### Bloque de texto

En 1981 llegó el turno del socialista François Mitterrand, y la revista de extrema derecha Minute lo festejó publicando que tenía una hija secreta de siete años, Mazarine, con una amante secreta y estable, Anne Pingeot. Los medios pasaron 13 años sin rozar la historia, quizá porque Mitterrand ordenó pinchar un centenar de teléfonos para evitarlo. En 1994, Paris Match publicó una foto del presidente conocido como La Esfinge saliendo de un restaurante con su hija bastarda. El paparazi es el mismo que tomó la foto a Hollande en la calle du Cirque: Sébastien Valiela. La leyenda dice que Mitterrand autorizó la foto porque quería reconocer a su hija. En 1996, Mazarine y su madre asistieron al funeral junto a la familia legítima. Todo muy sobrio y civilizado —pero con los teléfonos pinchados—.

### Extracto de datos
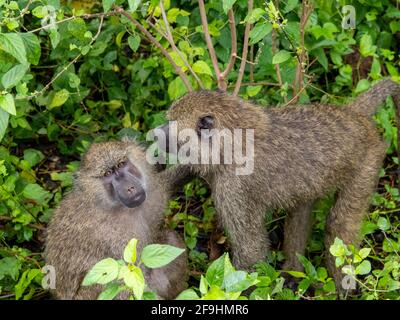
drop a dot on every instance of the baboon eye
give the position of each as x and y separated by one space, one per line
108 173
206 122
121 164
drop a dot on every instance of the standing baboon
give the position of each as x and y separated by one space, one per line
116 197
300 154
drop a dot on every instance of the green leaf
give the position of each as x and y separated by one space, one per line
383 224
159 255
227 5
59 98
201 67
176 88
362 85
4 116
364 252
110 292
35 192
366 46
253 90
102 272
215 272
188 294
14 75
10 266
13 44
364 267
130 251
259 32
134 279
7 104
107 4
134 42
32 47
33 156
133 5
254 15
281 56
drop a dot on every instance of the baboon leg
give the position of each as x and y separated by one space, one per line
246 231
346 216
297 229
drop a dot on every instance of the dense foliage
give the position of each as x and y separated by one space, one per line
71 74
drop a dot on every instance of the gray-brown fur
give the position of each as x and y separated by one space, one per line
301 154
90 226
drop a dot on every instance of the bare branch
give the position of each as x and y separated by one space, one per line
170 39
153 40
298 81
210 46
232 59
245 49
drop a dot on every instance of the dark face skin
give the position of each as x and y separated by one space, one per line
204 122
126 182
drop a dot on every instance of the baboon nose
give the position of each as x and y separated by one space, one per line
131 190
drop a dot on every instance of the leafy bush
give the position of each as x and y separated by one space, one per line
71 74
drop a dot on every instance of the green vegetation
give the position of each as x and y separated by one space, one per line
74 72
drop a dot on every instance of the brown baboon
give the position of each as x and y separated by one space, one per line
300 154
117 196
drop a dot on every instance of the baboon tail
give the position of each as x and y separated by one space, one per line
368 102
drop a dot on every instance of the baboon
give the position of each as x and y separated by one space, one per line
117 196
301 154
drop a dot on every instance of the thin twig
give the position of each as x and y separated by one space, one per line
==
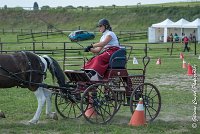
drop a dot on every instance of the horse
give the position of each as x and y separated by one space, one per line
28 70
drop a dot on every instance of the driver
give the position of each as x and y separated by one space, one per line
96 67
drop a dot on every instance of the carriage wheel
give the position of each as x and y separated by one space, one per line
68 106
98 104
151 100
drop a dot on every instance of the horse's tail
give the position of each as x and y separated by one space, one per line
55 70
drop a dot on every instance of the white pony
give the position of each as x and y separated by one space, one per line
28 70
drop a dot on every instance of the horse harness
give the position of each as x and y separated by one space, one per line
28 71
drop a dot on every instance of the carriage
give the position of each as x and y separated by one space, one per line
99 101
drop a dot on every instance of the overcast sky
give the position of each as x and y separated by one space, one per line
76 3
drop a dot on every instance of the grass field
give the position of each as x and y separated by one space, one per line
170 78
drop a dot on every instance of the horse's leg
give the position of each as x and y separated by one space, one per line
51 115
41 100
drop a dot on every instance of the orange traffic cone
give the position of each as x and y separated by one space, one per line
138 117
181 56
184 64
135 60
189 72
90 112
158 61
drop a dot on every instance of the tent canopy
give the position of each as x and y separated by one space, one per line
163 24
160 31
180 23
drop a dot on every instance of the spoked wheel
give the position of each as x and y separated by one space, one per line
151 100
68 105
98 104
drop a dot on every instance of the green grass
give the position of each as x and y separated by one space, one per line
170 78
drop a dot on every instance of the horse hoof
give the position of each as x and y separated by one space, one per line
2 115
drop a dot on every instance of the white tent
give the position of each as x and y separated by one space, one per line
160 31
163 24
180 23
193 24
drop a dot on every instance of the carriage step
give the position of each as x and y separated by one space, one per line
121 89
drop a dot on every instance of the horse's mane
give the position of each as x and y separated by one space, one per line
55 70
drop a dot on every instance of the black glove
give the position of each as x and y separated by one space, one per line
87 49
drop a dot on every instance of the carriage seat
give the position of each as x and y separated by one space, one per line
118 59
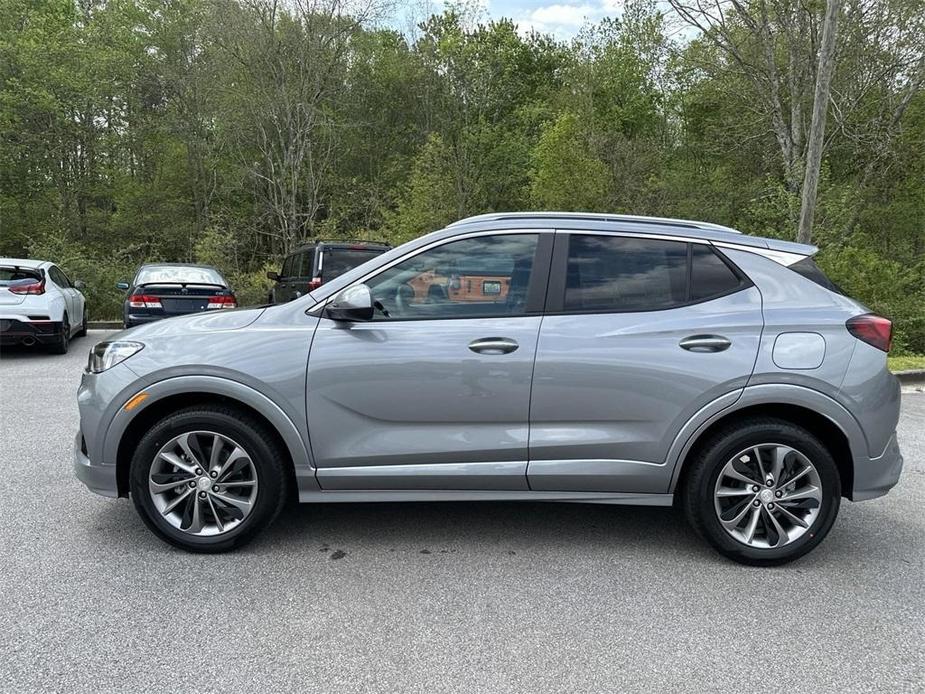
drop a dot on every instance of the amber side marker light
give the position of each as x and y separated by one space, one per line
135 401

### Instrucciones de tareas
- A) Resume en dos oraciones el texto sobre Mitterrand y su hija secreta.
- B) Cita literalmente el pasaje del texto sobre Mitterrand que va desde "En 1981 llegó" hasta "los teléfonos pinchados—.".

### Resultados por tarea
- A) En 1981, la revista Minute publicó que François Mitterrand tenía una hija secreta, Mazarine, con su amante Anne Pingeot, pero los medios no tocaron la historia durante 13 años, quizá porque él ordenó pinchar un centenar de teléfonos. En 1994, Paris Match publicó una foto del presidente con su hija tomada por el paparazi Sébastien Valiela, y en 1996 Mazarine y su madre asistieron al funeral junto a la familia legítima.

- B)
En 1981 llegó el turno del socialista François Mitterrand, y la revista de extrema derecha Minute lo festejó publicando que tenía una hija secreta de siete años, Mazarine, con una amante secreta y estable, Anne Pingeot. Los medios pasaron 13 años sin rozar la historia, quizá porque Mitterrand ordenó pinchar un centenar de teléfonos para evitarlo. En 1994, Paris Match publicó una foto del presidente conocido como La Esfinge saliendo de un restaurante con su hija bastarda. El paparazi es el mismo que tomó la foto a Hollande en la calle du Cirque: Sébastien Valiela. La leyenda dice que Mitterrand autorizó la foto porque quería reconocer a su hija. En 1996, Mazarine y su madre asistieron al funeral junto a la familia legítima. Todo muy sobrio y civilizado —pero con los teléfonos pinchados—.